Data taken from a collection
**********
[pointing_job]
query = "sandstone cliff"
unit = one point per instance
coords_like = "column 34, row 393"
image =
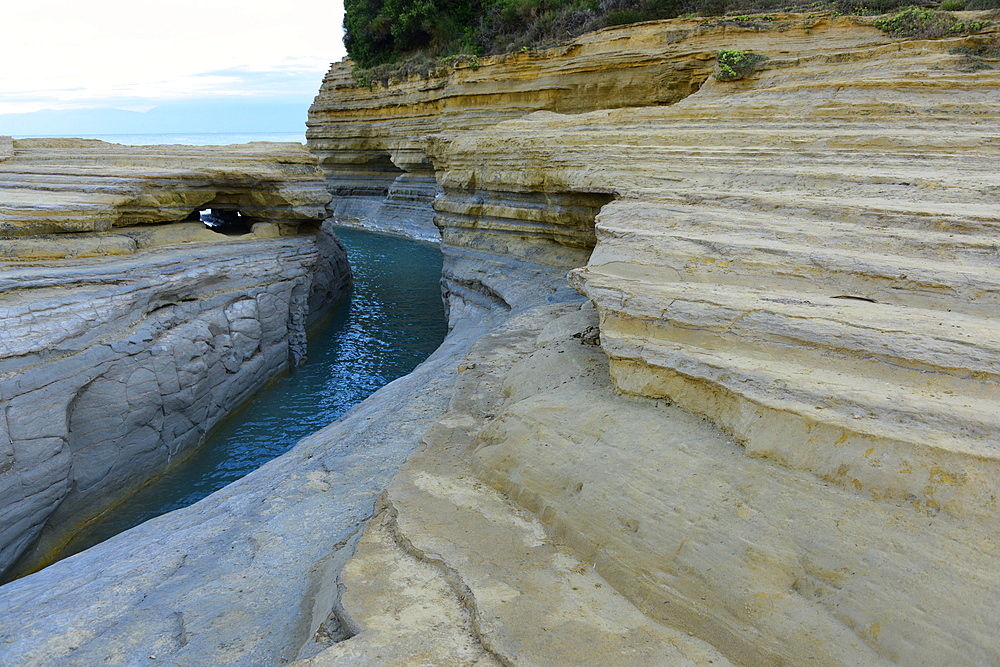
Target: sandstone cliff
column 782, row 451
column 112, row 367
column 803, row 259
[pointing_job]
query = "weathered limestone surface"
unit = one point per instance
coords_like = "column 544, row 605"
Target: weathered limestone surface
column 806, row 259
column 113, row 366
column 373, row 143
column 782, row 452
column 53, row 186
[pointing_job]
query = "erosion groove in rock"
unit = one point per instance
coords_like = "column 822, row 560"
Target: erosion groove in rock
column 53, row 186
column 783, row 451
column 110, row 370
column 813, row 272
column 243, row 566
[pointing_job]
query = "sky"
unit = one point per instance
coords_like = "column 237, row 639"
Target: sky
column 133, row 55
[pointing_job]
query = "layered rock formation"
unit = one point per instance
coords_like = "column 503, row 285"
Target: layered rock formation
column 52, row 186
column 783, row 450
column 112, row 367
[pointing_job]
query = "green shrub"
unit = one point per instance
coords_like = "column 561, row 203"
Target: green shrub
column 868, row 7
column 923, row 23
column 974, row 57
column 733, row 64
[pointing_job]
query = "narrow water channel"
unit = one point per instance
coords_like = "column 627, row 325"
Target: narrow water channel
column 393, row 320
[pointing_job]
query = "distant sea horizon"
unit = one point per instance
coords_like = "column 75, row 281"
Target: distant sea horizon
column 185, row 138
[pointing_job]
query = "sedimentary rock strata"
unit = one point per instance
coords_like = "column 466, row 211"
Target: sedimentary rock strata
column 109, row 370
column 52, row 186
column 115, row 365
column 805, row 259
column 783, row 451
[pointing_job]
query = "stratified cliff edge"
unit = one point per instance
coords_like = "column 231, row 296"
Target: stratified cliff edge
column 767, row 434
column 130, row 333
column 793, row 452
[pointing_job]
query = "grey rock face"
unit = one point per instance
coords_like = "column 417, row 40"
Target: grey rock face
column 110, row 369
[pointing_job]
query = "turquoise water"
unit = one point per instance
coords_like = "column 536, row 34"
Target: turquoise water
column 393, row 320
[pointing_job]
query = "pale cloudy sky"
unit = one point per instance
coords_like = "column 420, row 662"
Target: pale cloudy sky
column 135, row 54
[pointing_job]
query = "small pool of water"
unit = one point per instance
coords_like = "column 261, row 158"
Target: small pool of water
column 393, row 320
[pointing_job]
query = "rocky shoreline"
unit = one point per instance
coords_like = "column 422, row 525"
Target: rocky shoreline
column 783, row 450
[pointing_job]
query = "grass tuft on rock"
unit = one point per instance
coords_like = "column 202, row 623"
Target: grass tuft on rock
column 924, row 23
column 733, row 64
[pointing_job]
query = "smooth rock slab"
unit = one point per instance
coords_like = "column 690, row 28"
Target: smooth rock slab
column 111, row 368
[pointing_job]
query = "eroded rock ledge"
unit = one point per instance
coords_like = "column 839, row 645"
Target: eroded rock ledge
column 783, row 451
column 113, row 366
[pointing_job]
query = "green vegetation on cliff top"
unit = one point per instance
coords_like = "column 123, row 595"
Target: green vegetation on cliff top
column 409, row 36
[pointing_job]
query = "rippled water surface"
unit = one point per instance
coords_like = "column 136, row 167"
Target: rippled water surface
column 392, row 321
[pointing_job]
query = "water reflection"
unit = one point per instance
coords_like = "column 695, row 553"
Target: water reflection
column 391, row 322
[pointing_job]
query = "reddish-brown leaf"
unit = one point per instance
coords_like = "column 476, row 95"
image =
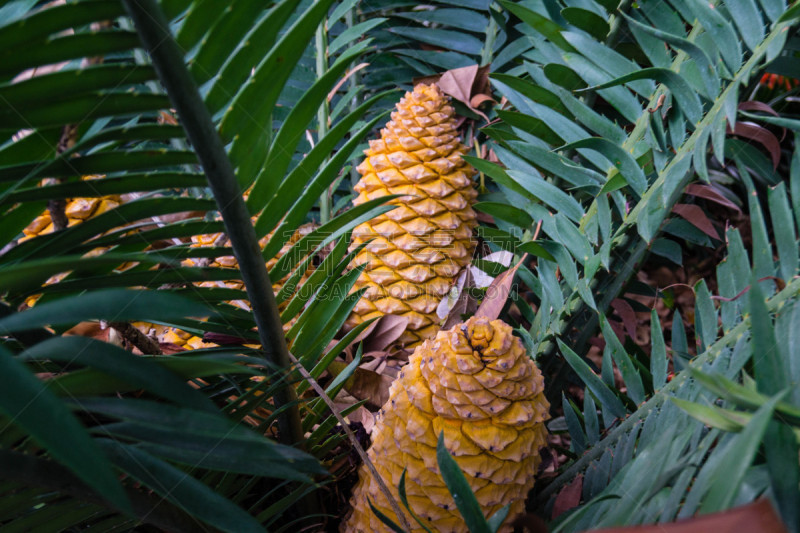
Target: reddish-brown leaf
column 761, row 135
column 754, row 105
column 758, row 516
column 465, row 303
column 710, row 193
column 458, row 82
column 370, row 386
column 569, row 497
column 386, row 330
column 627, row 314
column 697, row 218
column 478, row 99
column 497, row 293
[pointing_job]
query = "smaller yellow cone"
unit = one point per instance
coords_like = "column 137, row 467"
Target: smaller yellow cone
column 477, row 385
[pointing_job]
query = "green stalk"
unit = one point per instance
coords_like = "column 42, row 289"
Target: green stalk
column 487, row 52
column 323, row 114
column 354, row 81
column 167, row 58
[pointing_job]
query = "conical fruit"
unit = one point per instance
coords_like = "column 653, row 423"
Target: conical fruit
column 476, row 383
column 76, row 210
column 189, row 341
column 418, row 248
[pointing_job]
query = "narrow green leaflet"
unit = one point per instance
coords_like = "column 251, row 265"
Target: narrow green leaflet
column 598, row 388
column 180, row 488
column 459, row 488
column 111, row 304
column 682, row 92
column 28, row 403
column 122, row 364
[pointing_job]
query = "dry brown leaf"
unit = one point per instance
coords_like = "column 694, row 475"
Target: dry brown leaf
column 497, row 293
column 465, row 303
column 627, row 314
column 469, row 85
column 569, row 497
column 479, row 99
column 370, row 386
column 384, row 332
column 458, row 82
column 697, row 218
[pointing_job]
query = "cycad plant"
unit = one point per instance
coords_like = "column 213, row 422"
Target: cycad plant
column 606, row 112
column 179, row 108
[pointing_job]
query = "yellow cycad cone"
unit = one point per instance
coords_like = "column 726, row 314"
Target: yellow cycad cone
column 417, row 249
column 77, row 210
column 475, row 383
column 189, row 341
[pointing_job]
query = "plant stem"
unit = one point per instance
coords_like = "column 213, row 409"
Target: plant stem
column 153, row 29
column 487, row 52
column 323, row 114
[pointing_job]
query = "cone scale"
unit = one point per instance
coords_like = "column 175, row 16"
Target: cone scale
column 476, row 384
column 416, row 250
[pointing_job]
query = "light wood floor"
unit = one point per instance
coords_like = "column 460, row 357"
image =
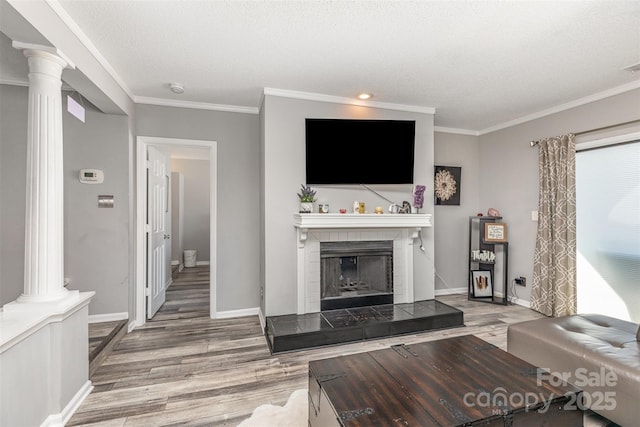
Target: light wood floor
column 183, row 368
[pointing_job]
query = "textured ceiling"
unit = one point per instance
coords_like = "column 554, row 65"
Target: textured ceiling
column 479, row 64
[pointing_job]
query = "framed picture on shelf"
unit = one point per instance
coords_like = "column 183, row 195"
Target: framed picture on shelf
column 495, row 232
column 482, row 285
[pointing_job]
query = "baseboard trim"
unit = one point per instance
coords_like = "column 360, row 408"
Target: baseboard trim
column 454, row 291
column 131, row 325
column 108, row 317
column 450, row 291
column 59, row 420
column 255, row 311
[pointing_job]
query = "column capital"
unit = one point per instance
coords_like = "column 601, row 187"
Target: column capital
column 45, row 52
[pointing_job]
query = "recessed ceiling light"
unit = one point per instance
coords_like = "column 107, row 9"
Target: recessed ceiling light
column 633, row 68
column 176, row 88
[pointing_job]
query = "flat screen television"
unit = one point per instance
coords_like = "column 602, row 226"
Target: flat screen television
column 346, row 151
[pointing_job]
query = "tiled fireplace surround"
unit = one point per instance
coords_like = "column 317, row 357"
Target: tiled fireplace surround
column 312, row 229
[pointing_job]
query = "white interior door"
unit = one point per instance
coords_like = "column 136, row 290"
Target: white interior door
column 157, row 235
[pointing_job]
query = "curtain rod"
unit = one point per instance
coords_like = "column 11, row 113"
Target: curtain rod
column 534, row 143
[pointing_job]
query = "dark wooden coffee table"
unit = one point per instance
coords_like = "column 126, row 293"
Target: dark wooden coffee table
column 456, row 381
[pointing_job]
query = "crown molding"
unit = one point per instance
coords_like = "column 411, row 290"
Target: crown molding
column 195, row 105
column 310, row 96
column 563, row 107
column 88, row 44
column 456, row 131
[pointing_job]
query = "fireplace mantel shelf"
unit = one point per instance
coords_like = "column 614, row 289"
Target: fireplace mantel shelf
column 412, row 222
column 314, row 221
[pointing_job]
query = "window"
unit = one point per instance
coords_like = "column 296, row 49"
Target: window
column 608, row 229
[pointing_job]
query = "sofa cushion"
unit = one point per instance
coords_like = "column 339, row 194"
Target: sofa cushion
column 591, row 342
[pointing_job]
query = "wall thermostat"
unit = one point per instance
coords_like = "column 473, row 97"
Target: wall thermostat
column 91, row 176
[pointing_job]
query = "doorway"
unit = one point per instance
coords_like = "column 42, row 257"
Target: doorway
column 142, row 148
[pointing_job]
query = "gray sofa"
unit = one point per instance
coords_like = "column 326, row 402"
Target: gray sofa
column 585, row 349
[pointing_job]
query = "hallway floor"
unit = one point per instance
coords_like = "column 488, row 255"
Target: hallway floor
column 183, row 368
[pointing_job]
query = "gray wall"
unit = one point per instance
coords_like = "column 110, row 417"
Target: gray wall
column 95, row 240
column 196, row 218
column 283, row 172
column 509, row 170
column 238, row 190
column 451, row 222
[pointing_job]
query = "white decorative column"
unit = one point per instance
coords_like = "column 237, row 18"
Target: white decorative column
column 44, row 231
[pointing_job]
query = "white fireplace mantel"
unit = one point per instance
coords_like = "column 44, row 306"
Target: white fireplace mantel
column 312, row 229
column 308, row 221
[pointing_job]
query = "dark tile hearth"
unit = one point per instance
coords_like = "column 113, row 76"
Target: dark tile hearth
column 295, row 332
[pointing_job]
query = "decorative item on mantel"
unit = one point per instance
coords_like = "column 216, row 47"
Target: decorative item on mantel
column 418, row 197
column 307, row 196
column 493, row 212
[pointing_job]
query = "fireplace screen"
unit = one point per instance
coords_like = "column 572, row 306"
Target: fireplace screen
column 356, row 273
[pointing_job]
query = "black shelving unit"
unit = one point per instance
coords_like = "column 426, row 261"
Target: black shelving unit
column 477, row 242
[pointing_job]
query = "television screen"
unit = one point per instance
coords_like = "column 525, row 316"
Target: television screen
column 343, row 151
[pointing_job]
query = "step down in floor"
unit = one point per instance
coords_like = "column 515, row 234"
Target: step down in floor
column 296, row 332
column 106, row 344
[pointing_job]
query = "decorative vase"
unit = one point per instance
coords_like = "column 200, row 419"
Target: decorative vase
column 306, row 207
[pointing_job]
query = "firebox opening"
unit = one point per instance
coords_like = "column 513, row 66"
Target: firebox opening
column 356, row 273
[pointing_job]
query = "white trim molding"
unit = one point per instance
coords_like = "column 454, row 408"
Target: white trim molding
column 310, row 96
column 563, row 107
column 230, row 314
column 61, row 419
column 456, row 131
column 163, row 102
column 139, row 318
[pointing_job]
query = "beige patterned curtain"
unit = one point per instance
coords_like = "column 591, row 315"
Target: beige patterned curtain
column 553, row 292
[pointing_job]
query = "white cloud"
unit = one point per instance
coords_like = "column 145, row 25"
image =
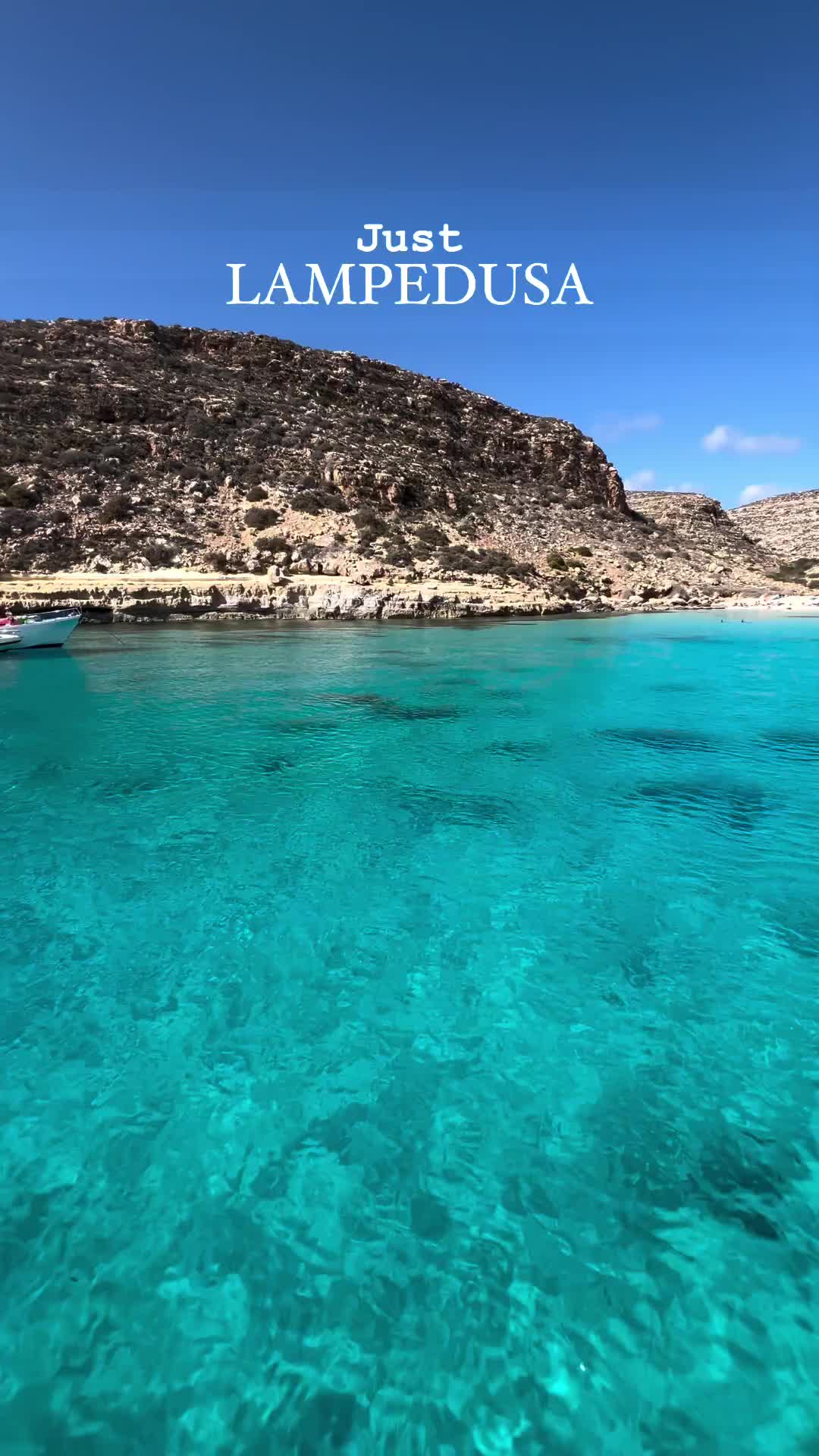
**********
Written instruction
Give the lines from the start of the records through the line that contains "column 133, row 55" as a JSON list of strings, one string per line with blank lines omitted. Leave the pictures out of the answer.

Solved problem
[
  "[pointing_job]",
  "query = \"sandstone cliff\"",
  "unit = one point per instance",
  "coords_like = \"column 34, row 393\"",
  "image =",
  "Target: sandstone cliff",
  "column 782, row 451",
  "column 112, row 367",
  "column 803, row 259",
  "[pointing_job]",
  "query = \"weathered limestone surface\"",
  "unit = one point per instance",
  "coords_like = \"column 544, row 605\"",
  "Target: weathered limestone surface",
  "column 806, row 259",
  "column 113, row 366",
  "column 373, row 143",
  "column 782, row 452",
  "column 53, row 186",
  "[pointing_job]",
  "query = \"erosion groove in rock\"",
  "unit = one point per instance",
  "coords_like = \"column 822, row 560\"",
  "Target: erosion groove in rock",
  "column 53, row 186",
  "column 783, row 451",
  "column 110, row 370",
  "column 813, row 272",
  "column 243, row 566",
  "[pointing_job]",
  "query = \"sky\"",
  "unit = one point per instance",
  "coords_like = \"column 237, row 639\"",
  "Target: sky",
  "column 133, row 55"
]